Aim of the task:
Within the records, which lines hold the string "tinted"? Report each one by copying it.

Data to examine:
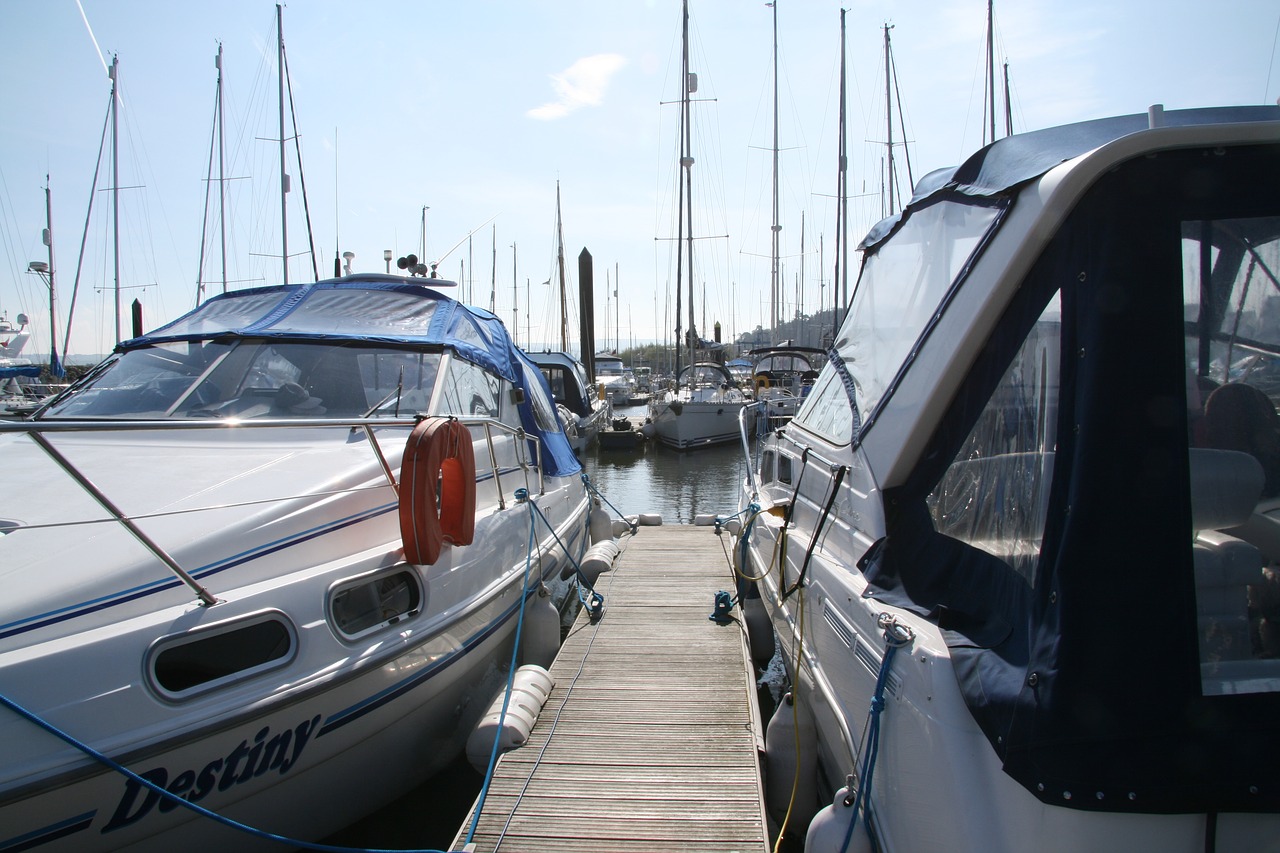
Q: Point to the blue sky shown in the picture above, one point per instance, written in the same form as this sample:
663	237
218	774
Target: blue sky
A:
478	109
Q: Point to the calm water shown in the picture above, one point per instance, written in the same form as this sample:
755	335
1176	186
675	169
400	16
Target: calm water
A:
676	486
654	479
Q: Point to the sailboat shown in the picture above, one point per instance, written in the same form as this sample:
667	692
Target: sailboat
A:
1016	556
705	405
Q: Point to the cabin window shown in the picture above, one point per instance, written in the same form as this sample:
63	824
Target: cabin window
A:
827	410
544	410
398	383
784	469
767	466
995	493
1232	318
901	288
197	661
366	605
470	391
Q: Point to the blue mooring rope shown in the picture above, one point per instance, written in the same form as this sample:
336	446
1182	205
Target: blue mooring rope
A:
594	609
590	486
521	497
895	637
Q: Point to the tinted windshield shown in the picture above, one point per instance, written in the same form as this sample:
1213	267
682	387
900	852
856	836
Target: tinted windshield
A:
255	379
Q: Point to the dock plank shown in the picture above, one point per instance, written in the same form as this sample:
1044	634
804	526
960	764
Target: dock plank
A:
650	738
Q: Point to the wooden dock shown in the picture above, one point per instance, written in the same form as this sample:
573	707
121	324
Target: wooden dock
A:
652	738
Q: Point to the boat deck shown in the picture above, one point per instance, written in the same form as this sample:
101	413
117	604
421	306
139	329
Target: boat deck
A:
652	738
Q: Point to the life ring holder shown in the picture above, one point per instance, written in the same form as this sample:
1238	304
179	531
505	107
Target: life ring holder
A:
437	489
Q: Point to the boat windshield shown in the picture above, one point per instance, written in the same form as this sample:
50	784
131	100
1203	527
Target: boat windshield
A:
704	375
273	378
901	288
784	363
608	368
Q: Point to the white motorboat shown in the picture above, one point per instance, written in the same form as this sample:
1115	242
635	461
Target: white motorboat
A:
702	409
272	559
1019	560
617	384
583	411
782	378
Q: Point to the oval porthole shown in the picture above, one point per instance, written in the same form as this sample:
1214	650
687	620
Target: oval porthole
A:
193	662
362	606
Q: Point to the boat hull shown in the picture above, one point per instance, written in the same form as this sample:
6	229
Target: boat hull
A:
688	425
337	730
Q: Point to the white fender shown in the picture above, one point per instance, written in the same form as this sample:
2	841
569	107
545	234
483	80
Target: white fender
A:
530	685
597	560
602	527
828	828
539	639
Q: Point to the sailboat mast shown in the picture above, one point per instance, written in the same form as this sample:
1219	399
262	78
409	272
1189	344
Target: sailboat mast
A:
775	284
991	71
222	167
284	177
560	261
54	365
888	145
840	282
686	163
1009	109
115	183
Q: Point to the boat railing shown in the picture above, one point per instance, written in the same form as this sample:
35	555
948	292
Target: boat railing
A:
526	459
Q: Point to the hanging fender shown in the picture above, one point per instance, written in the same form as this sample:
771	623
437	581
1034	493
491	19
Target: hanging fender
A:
437	489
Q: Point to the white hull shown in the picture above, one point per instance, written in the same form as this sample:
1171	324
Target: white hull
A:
300	751
278	579
686	425
1020	610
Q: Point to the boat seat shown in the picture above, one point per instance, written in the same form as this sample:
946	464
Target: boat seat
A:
1225	489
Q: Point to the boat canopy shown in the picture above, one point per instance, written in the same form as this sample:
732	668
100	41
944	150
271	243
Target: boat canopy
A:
1016	159
373	310
1050	523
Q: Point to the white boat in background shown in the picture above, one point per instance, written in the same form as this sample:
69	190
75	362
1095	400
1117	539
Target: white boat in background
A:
702	409
782	378
583	411
231	569
616	382
703	404
1027	593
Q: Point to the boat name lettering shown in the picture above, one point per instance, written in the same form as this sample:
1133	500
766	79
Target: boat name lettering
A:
245	762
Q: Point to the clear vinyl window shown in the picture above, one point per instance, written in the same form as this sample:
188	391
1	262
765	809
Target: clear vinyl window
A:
1232	318
995	493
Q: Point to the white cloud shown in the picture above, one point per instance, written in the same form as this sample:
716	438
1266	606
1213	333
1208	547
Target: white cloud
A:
580	85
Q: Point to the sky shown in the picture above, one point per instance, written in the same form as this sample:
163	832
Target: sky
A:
457	124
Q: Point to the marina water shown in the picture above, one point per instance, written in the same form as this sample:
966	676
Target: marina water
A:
679	487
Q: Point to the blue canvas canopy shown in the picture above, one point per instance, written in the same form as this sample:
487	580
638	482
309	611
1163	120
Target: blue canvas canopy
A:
371	309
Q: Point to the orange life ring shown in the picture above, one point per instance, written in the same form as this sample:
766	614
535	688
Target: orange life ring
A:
438	489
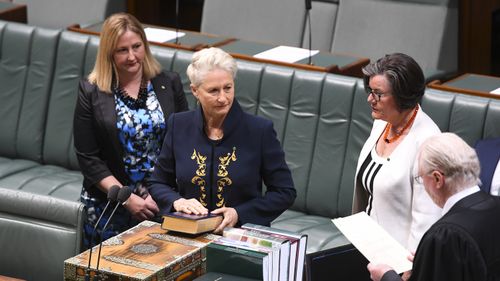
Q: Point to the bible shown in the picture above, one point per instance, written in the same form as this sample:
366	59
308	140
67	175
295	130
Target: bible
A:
191	224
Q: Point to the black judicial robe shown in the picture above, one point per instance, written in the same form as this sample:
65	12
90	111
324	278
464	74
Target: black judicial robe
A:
464	245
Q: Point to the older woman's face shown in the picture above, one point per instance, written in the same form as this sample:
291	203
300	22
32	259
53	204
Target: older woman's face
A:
381	99
215	93
129	53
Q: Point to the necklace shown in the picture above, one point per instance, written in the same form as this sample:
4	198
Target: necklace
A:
217	136
139	102
398	134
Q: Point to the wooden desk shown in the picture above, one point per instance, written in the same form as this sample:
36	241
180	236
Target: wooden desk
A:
472	84
192	41
241	49
323	61
13	12
5	278
145	252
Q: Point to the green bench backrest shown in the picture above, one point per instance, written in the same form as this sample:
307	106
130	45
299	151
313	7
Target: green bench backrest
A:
470	117
322	120
26	69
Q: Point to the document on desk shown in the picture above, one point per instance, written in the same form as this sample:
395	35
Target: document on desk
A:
286	54
496	91
373	241
161	35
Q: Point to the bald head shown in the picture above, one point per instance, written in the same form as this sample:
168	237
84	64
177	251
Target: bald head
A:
452	157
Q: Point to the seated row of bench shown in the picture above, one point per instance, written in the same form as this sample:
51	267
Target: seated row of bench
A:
427	30
321	120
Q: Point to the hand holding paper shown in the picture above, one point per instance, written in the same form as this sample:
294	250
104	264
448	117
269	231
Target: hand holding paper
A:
374	242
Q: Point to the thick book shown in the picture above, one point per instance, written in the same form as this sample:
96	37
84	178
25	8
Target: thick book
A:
237	261
217	276
280	245
337	264
298	246
191	224
272	272
144	252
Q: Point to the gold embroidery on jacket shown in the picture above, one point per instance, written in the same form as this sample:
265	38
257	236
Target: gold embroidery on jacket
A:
225	180
222	173
200	172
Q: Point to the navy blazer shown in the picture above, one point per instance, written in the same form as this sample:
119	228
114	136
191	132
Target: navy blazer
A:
98	149
488	151
221	173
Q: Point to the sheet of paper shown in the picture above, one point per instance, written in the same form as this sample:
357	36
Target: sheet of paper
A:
496	91
373	241
286	54
161	35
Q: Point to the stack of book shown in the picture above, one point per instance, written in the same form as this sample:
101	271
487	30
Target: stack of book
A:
258	252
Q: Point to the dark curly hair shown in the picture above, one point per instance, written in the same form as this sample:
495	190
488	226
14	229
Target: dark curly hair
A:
404	75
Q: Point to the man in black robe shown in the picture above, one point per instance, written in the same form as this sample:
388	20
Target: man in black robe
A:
465	243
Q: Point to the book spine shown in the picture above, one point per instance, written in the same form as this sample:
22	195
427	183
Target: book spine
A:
252	236
181	265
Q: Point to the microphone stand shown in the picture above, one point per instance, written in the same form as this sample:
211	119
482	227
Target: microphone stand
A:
177	22
112	194
123	196
308	18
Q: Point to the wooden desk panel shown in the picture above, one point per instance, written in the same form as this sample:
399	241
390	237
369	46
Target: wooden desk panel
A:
241	49
323	61
13	12
192	41
472	84
5	278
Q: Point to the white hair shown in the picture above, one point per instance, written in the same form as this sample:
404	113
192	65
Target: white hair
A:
207	60
452	156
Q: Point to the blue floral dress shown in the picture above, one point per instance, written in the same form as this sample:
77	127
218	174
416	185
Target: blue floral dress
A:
141	129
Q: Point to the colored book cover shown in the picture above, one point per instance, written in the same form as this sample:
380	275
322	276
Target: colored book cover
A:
256	237
237	261
189	223
298	245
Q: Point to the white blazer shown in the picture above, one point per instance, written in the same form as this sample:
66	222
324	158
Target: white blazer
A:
400	205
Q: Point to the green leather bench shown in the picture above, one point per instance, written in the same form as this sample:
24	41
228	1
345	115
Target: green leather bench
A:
321	119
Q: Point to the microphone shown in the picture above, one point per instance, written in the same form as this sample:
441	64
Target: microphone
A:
176	22
308	18
123	195
112	195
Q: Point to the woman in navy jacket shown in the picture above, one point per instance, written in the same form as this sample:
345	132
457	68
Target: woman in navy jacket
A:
216	157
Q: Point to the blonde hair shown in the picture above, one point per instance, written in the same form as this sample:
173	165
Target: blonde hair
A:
104	72
207	60
449	154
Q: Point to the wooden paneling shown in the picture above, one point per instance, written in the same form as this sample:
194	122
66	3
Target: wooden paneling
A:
475	49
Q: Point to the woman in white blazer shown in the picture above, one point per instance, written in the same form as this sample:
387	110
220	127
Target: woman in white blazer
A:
385	184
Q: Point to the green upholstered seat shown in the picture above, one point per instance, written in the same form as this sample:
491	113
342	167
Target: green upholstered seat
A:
322	121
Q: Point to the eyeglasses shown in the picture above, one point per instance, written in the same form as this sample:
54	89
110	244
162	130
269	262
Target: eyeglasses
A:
419	178
375	94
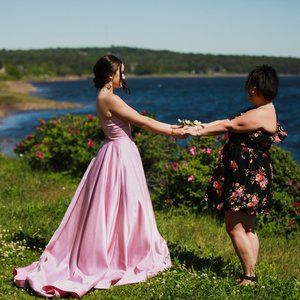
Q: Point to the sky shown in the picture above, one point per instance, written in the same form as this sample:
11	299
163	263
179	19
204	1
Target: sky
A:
250	27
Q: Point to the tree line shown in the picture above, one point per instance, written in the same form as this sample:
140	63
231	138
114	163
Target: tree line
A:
80	61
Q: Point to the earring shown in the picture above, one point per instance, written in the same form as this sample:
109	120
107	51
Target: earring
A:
108	86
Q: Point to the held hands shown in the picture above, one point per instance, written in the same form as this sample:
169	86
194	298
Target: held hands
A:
194	130
178	131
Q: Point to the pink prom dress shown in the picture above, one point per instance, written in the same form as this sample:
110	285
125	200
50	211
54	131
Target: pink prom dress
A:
108	235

Exercise response:
Q: Point to the tinted windshield shown in the picture above, one point per instance, written in the same form as this sample:
Target: tinted windshield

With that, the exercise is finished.